◆ Task:
Please print out every line of the material, unchanged.
------
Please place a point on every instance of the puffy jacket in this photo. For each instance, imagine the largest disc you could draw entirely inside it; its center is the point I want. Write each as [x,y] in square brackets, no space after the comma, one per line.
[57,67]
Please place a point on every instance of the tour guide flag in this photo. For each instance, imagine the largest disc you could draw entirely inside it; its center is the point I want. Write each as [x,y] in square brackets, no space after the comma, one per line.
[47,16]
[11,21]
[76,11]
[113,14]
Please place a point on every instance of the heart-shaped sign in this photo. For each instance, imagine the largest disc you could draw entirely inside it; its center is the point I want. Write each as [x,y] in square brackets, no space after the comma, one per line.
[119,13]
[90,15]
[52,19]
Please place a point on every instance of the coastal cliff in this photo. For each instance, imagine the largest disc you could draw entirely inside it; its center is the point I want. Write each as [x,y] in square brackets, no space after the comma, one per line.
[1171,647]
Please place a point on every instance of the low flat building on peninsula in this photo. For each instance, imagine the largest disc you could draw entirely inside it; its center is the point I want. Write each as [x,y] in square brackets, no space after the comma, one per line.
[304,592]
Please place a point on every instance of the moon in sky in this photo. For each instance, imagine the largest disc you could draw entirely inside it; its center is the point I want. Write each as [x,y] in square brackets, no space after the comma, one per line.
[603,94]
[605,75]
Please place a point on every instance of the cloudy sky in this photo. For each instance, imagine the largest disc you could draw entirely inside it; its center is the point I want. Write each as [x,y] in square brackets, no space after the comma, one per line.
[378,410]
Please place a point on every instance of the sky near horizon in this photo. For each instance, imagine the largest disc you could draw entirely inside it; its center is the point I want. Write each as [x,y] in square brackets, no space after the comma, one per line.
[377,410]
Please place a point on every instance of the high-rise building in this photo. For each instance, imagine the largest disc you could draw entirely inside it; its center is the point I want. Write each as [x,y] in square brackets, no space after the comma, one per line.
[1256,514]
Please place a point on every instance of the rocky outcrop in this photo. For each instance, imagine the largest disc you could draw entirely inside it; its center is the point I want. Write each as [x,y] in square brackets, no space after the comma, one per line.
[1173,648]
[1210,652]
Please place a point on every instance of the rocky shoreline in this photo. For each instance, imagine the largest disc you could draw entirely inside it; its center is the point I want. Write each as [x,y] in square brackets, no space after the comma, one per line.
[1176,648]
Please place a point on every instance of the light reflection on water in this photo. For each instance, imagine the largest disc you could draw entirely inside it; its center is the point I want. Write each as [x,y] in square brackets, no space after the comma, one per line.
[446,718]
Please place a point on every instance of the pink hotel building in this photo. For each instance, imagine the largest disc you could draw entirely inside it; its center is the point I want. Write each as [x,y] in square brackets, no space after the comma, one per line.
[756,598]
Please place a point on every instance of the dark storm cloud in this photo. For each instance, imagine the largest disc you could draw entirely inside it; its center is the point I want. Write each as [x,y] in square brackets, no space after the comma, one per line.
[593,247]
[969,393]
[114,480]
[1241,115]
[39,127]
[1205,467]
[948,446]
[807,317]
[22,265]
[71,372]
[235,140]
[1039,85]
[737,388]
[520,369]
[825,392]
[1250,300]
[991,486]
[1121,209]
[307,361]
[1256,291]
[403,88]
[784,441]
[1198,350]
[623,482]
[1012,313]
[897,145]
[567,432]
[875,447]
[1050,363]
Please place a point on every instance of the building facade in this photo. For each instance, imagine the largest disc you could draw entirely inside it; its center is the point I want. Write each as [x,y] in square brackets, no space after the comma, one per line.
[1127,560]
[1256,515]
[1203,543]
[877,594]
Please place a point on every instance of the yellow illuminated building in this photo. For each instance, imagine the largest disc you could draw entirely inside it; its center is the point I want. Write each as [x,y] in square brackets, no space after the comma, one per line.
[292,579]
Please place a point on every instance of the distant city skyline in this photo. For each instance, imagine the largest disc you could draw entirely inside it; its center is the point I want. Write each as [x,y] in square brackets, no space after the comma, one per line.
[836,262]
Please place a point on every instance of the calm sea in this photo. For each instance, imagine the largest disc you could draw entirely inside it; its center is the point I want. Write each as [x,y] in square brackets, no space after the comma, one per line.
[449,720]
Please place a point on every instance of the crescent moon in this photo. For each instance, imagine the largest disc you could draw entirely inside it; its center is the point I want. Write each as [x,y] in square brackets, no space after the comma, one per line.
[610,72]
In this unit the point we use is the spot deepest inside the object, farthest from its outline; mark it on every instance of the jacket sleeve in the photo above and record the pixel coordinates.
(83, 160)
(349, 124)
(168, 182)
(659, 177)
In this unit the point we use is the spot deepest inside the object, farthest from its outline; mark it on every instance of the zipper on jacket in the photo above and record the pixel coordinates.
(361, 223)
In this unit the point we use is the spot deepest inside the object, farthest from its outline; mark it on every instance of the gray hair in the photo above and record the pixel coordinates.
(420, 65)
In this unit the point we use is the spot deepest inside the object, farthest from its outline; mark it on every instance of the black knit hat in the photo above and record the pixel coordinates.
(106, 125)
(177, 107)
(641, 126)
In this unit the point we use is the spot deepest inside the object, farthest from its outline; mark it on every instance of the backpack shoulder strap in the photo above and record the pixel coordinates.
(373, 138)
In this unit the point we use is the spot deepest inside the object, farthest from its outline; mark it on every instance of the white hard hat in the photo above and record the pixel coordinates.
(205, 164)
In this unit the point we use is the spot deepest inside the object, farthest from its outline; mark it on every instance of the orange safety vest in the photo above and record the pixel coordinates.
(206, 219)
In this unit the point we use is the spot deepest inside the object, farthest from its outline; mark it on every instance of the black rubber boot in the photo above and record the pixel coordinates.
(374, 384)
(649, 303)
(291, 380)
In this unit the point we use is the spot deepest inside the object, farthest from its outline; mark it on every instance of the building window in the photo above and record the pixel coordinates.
------
◆ The answer:
Please place a point on every instance of the puffy jacket in this photo. For each instance, imagine the largest disc you could draw entirely inside it; its center is the point I want. Write each as [x,y] in square brackets, no space after the comma, one per line.
[57,67]
Please place a point on every instance of the tour guide flag in this photo. For each instance, imagine the largest disc you could draw entirely inside it; its center is the point I want. Write each as [x,y] in square brackets, no space after the comma, one per line.
[47,16]
[11,21]
[76,11]
[113,14]
Please place a point on every instance of the heart-shaped sign in this photo. For each instance, imagine the largest disc you could draw entirely inside it; its center is the point I want. Write each as [x,y] in square brackets, no space after the comma, one per line.
[119,13]
[90,15]
[52,19]
Please place a point on every instance of the coastal cliff in this photo. For each instance, imagine the largest disc you could draw entirely inside it; its center is the point I want. Write each as [x,y] in square brackets, no space after the comma, one per line.
[1171,647]
Please place a point on every instance of the low flat building on peninsula in this photo. For each instance, imagine the largest disc you could draw entirely inside it; its center is the point I want. Write each as [x,y] in square brackets, no space after the comma, one per line.
[304,592]
Please place a point on every instance of the moon in sky in this photo. For each instance, imagine the largest disc you could draw entirely inside it; its center is the point I want. Write each as [x,y] in square brackets, no space after the comma, one per line.
[603,94]
[605,75]
Please place a point on every instance of the cloudy sky in this photo. For each instance, imagine the largest disc you could draw entirely inside it; its center is the point I want. Write each as [x,y] in square brackets, no space after the comma, one per line.
[378,410]
Please place a point on every instance of the sky near horizon in this photo. For each instance, imagine the largest disc you could draw entirely inside it; its center is the point I want. Write each as [x,y] in square brackets, no space after the comma, one per line.
[377,410]
Please place a point on every instance of the high-rise building in this photo. For each instance, imagine the largest disc you could draw entirely inside it; its center is the point I want. Write each as [x,y] in square brackets, no space after the comma, one per line.
[1256,514]
Please place a point on every instance of the rocky outcrop in this photo. For each instance, imagine the largest disc you could draw entirely inside it; its center is the point I want. Write each as [x,y] in square brackets, no space after the comma, one per line.
[1173,648]
[1210,652]
Please place a point on every instance of the rocky shoreline in this photo. For each instance, imagine the largest disc you could draw entirely inside it; its center is the point I want. Write each as [x,y] in square brackets, no space after the comma, one per line.
[1176,648]
Please place a point on every instance of the light reflection on water in this photo. For each instance, imagine the largest disc you could draw entirely inside it; its center is the point I want. Write each as [x,y] in square brackets, no space after the comma, one per line.
[446,718]
Please place a point on every instance of the pink hotel building in this photo. For each instance, imagine the largest disc you could draw entirely inside it; its center is the point I want. Write each as [x,y] in square brackets, no space after the comma, one per line.
[756,598]
Please place a point on every instance of the dark storm cloud in this photo. For each instance, imagine the largest disc you could draw entirely inside it; its center is the point I want. Write each as [x,y] in square brackets, no space after the comma, one per line.
[593,247]
[969,393]
[114,480]
[1241,115]
[39,127]
[1205,467]
[948,446]
[807,317]
[22,265]
[71,372]
[235,140]
[1039,85]
[737,388]
[520,369]
[825,392]
[1250,300]
[991,486]
[1121,209]
[307,361]
[1256,291]
[403,88]
[784,441]
[1198,350]
[623,482]
[1012,313]
[897,145]
[567,432]
[875,447]
[1050,363]
Please place a point on every instance of the building facade in this photo. For each instance, imagine the largest disc you could draw entirely inside it; its center is the point I want. Write each as [x,y] in square brackets, no space after the comma, one per line.
[1127,560]
[1256,515]
[1203,543]
[877,594]
Please place a point on every instance of the yellow illuminated building in this photo. For each instance, imagine the largest disc you could draw entirely inside it; its center is the point I want. Write each as [x,y] in square brackets, no space after the comma, one per line.
[292,579]
Please place a point on every instance of the distant city skyline in this photo. For each instance, imagine the largest disc you could draw entirely inside it; its center is the point I want. Write each as [x,y] in square brackets, no space after the comma, one per line.
[836,262]
Please place a point on every instance of the calm sea in this photo. For each instance, imagine the largest disc you could draw entirely inside it; its center is the point I want. Write each as [x,y] in square brackets, no space after the comma, one per line.
[449,720]
Please place a point on every instance of the crescent moon in this photo. For each instance, imagine the largest disc you could draw entirely inside it; its center is the point I want. Write each as [x,y] in square brackets, no space after the comma, one per line.
[610,72]
In this unit the point we use is the spot deepest inside the object, farthest from its outline; mark it on every instance of the jacket sleeve in the photo above and record the pixel coordinates.
(83, 160)
(349, 124)
(168, 182)
(659, 177)
In this unit the point we use is the spot deepest inside the object, farthest from its outline; mark it on every instance of the zipper on jacket in the photo above and record the pixel coordinates.
(361, 223)
In this unit the point we use is the spot deepest inside the object, farthest from its outline; mark it on every instance of the gray hair in the photo above and record the pixel coordinates.
(420, 65)
In this unit the point we use is the spot deepest inside the object, farthest from its outline; mark it on every instance of the black knit hat in the photo above and record the pixel coordinates.
(106, 125)
(177, 107)
(641, 126)
In this unit the point we use is the spot deepest inside the object, farthest from its outline; mark it on every instance of the backpack shoulder strap in the photo above and record the pixel coordinates.
(373, 138)
In this unit the point we use is the spot deepest inside the object, farthest from its outline; mark it on every instance of the white hard hat in the photo above and record the pixel coordinates.
(205, 164)
In this unit the point we use is the spot deepest inside the object, farthest from its outline; mark it on every instance of the orange safety vest in the photo above and record the pixel coordinates.
(206, 219)
In this unit the point we use is the spot deepest inside the object, farthest from its outline; mark it on every instance of the black rubber boot in the photo above and record the pixel coordinates.
(374, 384)
(649, 303)
(291, 380)
In this unit the point we use is the spot deepest inside the object, farthest from its outline; mark it on every instance of the building window in the photo above and record the pixel coordinates.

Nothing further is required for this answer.